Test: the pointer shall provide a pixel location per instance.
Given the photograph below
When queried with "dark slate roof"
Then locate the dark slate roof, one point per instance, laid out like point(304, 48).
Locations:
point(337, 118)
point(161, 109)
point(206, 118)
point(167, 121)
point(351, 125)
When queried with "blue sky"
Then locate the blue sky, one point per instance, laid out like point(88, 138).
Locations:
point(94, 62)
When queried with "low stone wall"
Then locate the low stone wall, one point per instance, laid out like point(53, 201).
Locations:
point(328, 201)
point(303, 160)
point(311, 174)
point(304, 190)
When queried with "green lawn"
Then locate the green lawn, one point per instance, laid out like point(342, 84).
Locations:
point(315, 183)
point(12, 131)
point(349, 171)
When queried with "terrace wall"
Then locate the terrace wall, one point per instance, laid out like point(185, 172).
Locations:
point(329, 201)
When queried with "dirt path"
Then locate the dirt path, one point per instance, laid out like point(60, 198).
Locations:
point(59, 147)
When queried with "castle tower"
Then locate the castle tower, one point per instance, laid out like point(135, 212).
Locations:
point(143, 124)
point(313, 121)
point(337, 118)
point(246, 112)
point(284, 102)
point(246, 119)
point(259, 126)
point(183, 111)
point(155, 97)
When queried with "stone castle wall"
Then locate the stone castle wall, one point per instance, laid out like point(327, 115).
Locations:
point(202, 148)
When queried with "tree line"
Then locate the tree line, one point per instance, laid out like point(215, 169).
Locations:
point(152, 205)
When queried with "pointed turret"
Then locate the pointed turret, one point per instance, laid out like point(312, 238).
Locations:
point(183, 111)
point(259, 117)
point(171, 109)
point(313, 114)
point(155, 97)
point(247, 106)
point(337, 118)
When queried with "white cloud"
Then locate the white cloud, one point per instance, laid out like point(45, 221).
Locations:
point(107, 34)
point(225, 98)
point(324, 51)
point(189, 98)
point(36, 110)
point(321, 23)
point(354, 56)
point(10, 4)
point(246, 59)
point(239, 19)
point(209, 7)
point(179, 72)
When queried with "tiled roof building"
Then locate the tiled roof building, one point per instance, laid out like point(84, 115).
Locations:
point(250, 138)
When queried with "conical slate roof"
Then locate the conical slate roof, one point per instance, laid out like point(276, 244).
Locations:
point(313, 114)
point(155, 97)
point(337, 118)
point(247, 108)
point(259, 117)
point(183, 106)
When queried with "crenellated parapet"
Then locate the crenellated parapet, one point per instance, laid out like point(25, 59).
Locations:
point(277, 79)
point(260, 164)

──────────────────────────────

## Job
Rewrite the listing above with "castle tower" changed to "castle keep" wherever it appears, leaving every other line and word as it is.

## Problem solution
Test: the pointer shall provide a pixel location per instance.
Given the photograph below
When queried with "dark slate roof"
Then locate the dark slate roof, one point per instance, laid out like point(304, 48).
Locations:
point(337, 118)
point(161, 109)
point(206, 118)
point(167, 121)
point(351, 125)
When queried with "blue sky"
Then locate the blue sky, one point per instance, laid out like point(88, 138).
Locations:
point(94, 62)
When queried with "low stone wall"
Then locate the low stone wall, one point per instance, laid out like point(53, 201).
Locations:
point(328, 201)
point(303, 160)
point(311, 174)
point(304, 190)
When queried with "green lawn"
Then locate the green lawn, one point per instance, laid out like point(342, 84).
Locations:
point(315, 183)
point(12, 131)
point(349, 171)
When queried with "terrace wall"
Then locate the terrace wall, one point per instance, laid out like point(185, 172).
Locations:
point(329, 201)
When queried with "dirt path"
Then locate the dirt path, one point per instance, laid out like point(60, 198).
Locations:
point(59, 147)
When queried with "castle keep"
Then locate the castle keep, one point per instance, laid out like point(135, 212).
Locations:
point(143, 124)
point(313, 121)
point(337, 118)
point(246, 112)
point(284, 102)
point(246, 119)
point(259, 126)
point(183, 111)
point(155, 97)
When queried with "stone castle wall"
Then locate the stone castle wall, one point per instance, laid out like point(327, 115).
Locations:
point(202, 148)
When queried with "tree line"
Then locate the tree line, one point per instance, laid out like point(215, 169).
Locations:
point(152, 205)
When queried with "pointed turret"
Then locate the pointed turret, one point per instance, laid out like point(312, 238).
Locations:
point(183, 111)
point(259, 117)
point(171, 109)
point(313, 114)
point(155, 97)
point(247, 106)
point(337, 118)
When queried with "white cloud"
Then locate the white cloud, one point per instance, laid out like point(45, 221).
Locations:
point(107, 34)
point(225, 98)
point(324, 51)
point(189, 98)
point(36, 110)
point(321, 23)
point(354, 56)
point(10, 4)
point(246, 59)
point(239, 19)
point(209, 7)
point(179, 72)
When queried with "tiled roof building"
Then locate the tiled roof building, one point per instance, laid out like point(84, 115).
Locations:
point(250, 138)
When queried with "conical slate roof"
Then locate the conical slate roof, one point per instance, laid out like point(276, 244).
Locations:
point(313, 114)
point(155, 97)
point(337, 118)
point(247, 108)
point(259, 117)
point(183, 106)
When queried with "crenellated parapet"
Then locate the crenellated parapet, one point per instance, laid out like point(25, 59).
Locations:
point(277, 79)
point(260, 164)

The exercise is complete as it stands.